- **WHAT YOU WILL DO**: Please output every one of the entries below unchanged, line for line.

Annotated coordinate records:
---+---

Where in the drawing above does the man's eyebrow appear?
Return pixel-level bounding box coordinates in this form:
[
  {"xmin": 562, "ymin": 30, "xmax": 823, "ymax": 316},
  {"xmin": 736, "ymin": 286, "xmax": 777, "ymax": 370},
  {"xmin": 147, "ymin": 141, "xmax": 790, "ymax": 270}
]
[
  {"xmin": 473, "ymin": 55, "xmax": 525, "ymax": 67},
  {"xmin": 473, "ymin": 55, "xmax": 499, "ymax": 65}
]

---+---

- **CORRECT RESPONSE**:
Where in the drawing above does the man's eyebrow appear?
Return pixel-level bounding box coordinates in this form:
[
  {"xmin": 562, "ymin": 30, "xmax": 823, "ymax": 316},
  {"xmin": 736, "ymin": 286, "xmax": 777, "ymax": 370},
  {"xmin": 147, "ymin": 141, "xmax": 790, "ymax": 270}
]
[
  {"xmin": 473, "ymin": 55, "xmax": 525, "ymax": 67},
  {"xmin": 473, "ymin": 55, "xmax": 499, "ymax": 65}
]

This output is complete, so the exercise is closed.